(GIVEN EXERCISE 1):
In the Rocket from the Tombs piece, where was the single "I Sell Soul/Romeo & Juliet" recorded, according to Ubu Projex?

(SOURCE):
Rocket From The Tombs 30 Seconds Over Tokyo

Rocket from the Tombs might have only existed as a name in a footnote… but then came the internet, and the knowledge of a continued and widespread interest in this proto-band propelled the release of The Day the Earth Met the… Rocket from the Tombs, 19 tracks comprised from radio and concert recordings from the band’s short life. And what an amazing racket it is. My view is skewed and insular, but it’s difficult to believe this sort of music existed in Cleveland in the early ’70s. The jagged urgency of these songs is still stunning and compelling. In fact, listened to back-to-back, the original “Sonic Reducer” makes the Dead Boys’ version sound polished and mundane in comparison.

Sonic Reducer

Rocket from the Tombs reformed in 2003, bringing Television’s Richard Lloyd along, to play the Disastodrome festival, which they followed up with their own tour and the band’s first recorded album, Rocket Redux. Since then, the band has been ebbing and flowing through each other’s orbits, writing new material, then straggling off again, but they did manage to release a single, “I Sell Soul/Romeo & Juliet”, this past spring (which was, according to Ubu Projex, recorded at the Red Roof Inn in Mentor, Room 146 – so, now you know where to stay if you find yourself in Mentor for some ungodly reason).

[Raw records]

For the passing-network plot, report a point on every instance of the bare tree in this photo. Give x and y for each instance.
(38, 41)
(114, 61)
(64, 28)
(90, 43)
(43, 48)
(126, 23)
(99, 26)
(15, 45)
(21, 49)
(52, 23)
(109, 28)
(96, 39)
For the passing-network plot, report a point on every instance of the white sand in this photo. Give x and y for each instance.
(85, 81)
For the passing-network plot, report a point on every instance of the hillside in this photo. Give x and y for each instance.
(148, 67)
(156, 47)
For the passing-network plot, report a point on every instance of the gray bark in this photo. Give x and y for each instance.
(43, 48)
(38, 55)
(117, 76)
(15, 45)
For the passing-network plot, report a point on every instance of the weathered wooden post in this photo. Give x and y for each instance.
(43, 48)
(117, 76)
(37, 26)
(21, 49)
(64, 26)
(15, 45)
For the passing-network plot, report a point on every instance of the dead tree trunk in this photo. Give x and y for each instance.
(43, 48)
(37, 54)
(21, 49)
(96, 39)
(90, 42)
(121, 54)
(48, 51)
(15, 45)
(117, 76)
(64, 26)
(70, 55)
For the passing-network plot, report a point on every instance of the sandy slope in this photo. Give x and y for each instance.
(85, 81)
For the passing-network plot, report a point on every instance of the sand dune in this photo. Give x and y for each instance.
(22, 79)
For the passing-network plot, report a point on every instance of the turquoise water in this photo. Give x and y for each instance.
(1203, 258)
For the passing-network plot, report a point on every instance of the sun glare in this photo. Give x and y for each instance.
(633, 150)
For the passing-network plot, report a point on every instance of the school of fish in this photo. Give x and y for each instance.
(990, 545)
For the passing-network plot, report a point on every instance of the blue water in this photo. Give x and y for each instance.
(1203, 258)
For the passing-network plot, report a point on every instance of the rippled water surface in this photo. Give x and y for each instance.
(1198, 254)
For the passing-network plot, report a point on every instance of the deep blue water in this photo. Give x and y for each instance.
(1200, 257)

(GIVEN EXERCISE 2):
Rescale the entries from the line containing "of the turquoise" up to and including the last line of the entries, repeating the requests unchanged and multiplying every coordinate in the answers by 1.55. Round each result to a whole number, with halves rounded up, and give only those lines.

(FINISHED ANSWER 1):
It was recorded at the Red Roof Inn in Mentor, Room 146.

(FINISHED ANSWER 2):
For the passing-network plot, report a point on every instance of the turquoise water in this photo. Give x and y for each instance.
(1865, 400)
For the passing-network plot, report a point on every instance of the sun glare in this photo. Give x and y for each instance.
(981, 233)
For the passing-network plot, report a point on every instance of the school of fish in this photo. Give x and y for each instance.
(1535, 845)
For the passing-network plot, report a point on every instance of the blue water in this photo. Give x and y for each instance.
(1865, 400)
For the passing-network plot, report a point on every instance of the rippled water surface in this photo. Give x and y for each instance.
(1857, 394)
For the passing-network plot, report a point on every instance of the deep blue water in this photo. Give x and y for each instance.
(1860, 398)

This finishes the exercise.